**YOUR GOAL:** Could you give every line of the records below as a JSON list of strings, one string per line, with blank lines and the pictures left out?

**DATA FOR THE TASK:**

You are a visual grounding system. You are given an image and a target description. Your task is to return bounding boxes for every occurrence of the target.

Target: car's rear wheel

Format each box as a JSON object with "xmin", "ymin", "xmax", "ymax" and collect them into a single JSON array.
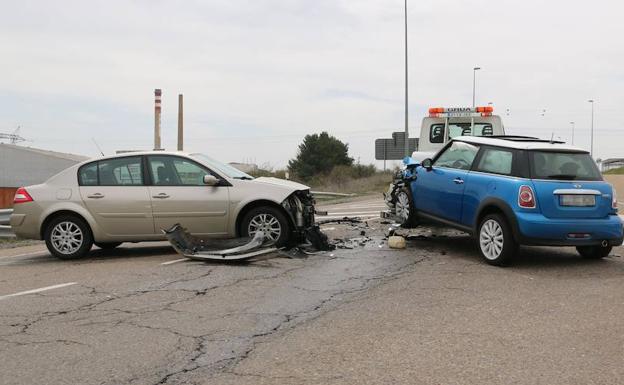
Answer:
[
  {"xmin": 241, "ymin": 206, "xmax": 291, "ymax": 247},
  {"xmin": 94, "ymin": 242, "xmax": 121, "ymax": 250},
  {"xmin": 576, "ymin": 246, "xmax": 613, "ymax": 259},
  {"xmin": 477, "ymin": 214, "xmax": 518, "ymax": 266},
  {"xmin": 44, "ymin": 215, "xmax": 93, "ymax": 259},
  {"xmin": 394, "ymin": 187, "xmax": 416, "ymax": 228}
]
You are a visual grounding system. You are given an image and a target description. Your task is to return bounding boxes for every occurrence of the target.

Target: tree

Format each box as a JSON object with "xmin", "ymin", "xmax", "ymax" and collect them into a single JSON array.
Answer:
[{"xmin": 288, "ymin": 131, "xmax": 353, "ymax": 180}]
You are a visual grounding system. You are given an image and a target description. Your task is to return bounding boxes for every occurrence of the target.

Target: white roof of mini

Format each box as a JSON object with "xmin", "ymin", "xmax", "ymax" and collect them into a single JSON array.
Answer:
[{"xmin": 453, "ymin": 136, "xmax": 588, "ymax": 152}]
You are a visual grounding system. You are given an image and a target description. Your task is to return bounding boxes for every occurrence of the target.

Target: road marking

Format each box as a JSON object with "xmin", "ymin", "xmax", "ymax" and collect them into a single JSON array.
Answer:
[
  {"xmin": 0, "ymin": 282, "xmax": 77, "ymax": 300},
  {"xmin": 0, "ymin": 251, "xmax": 49, "ymax": 259},
  {"xmin": 327, "ymin": 211, "xmax": 386, "ymax": 215},
  {"xmin": 161, "ymin": 258, "xmax": 188, "ymax": 265}
]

**THE REPLY:**
[
  "You are a visual grounding system. You are given an image and a target description. Your task is to return bounding boxes for every occurrence of the target.",
  "Target: car's rear wheel",
  "Format each box as a JSON object with \"xmin\", \"ymin\", \"xmax\", \"ymax\" and collect them into a single JSON array.",
  "Answer:",
  "[",
  "  {\"xmin\": 241, \"ymin\": 206, \"xmax\": 291, \"ymax\": 247},",
  "  {\"xmin\": 94, \"ymin\": 242, \"xmax\": 121, \"ymax\": 250},",
  "  {\"xmin\": 576, \"ymin\": 246, \"xmax\": 613, \"ymax\": 259},",
  "  {\"xmin\": 477, \"ymin\": 214, \"xmax\": 518, \"ymax\": 266},",
  "  {\"xmin\": 44, \"ymin\": 215, \"xmax\": 93, \"ymax\": 259},",
  "  {\"xmin\": 394, \"ymin\": 187, \"xmax\": 416, \"ymax\": 228}",
  "]",
  "You are a visual grounding system. You are given an image and a target description. Your task is to return bounding boxes for every occurrence of the target.",
  "Target: tree",
  "Format each box as a JSON object with \"xmin\", \"ymin\", \"xmax\", \"ymax\" and collect them into a single JSON array.",
  "Answer:",
  "[{\"xmin\": 288, \"ymin\": 131, \"xmax\": 353, \"ymax\": 180}]",
  "You are a visual grounding system. You are given an image and a target description. Your task is to return bounding boxes for every occurrence of the target.",
  "Target: white roof of mini",
  "Format each box as a JSON object with \"xmin\", \"ymin\", \"xmax\", \"ymax\" and collect them into a single JSON array.",
  "Answer:",
  "[{\"xmin\": 453, \"ymin\": 136, \"xmax\": 588, \"ymax\": 152}]",
  "You are a visual grounding system. You are given an image and a target description. Your task is to return bounding boxes for every occurrence of the target.",
  "Target: road marking",
  "Format each box as a JSON object with \"xmin\", \"ymin\", \"xmax\", \"ymax\" and collect them into a single JSON array.",
  "Answer:",
  "[",
  "  {\"xmin\": 0, \"ymin\": 282, \"xmax\": 77, \"ymax\": 300},",
  "  {\"xmin\": 0, \"ymin\": 251, \"xmax\": 49, \"ymax\": 259},",
  "  {\"xmin\": 327, \"ymin\": 211, \"xmax\": 386, \"ymax\": 215},",
  "  {\"xmin\": 161, \"ymin\": 258, \"xmax\": 188, \"ymax\": 265}",
  "]"
]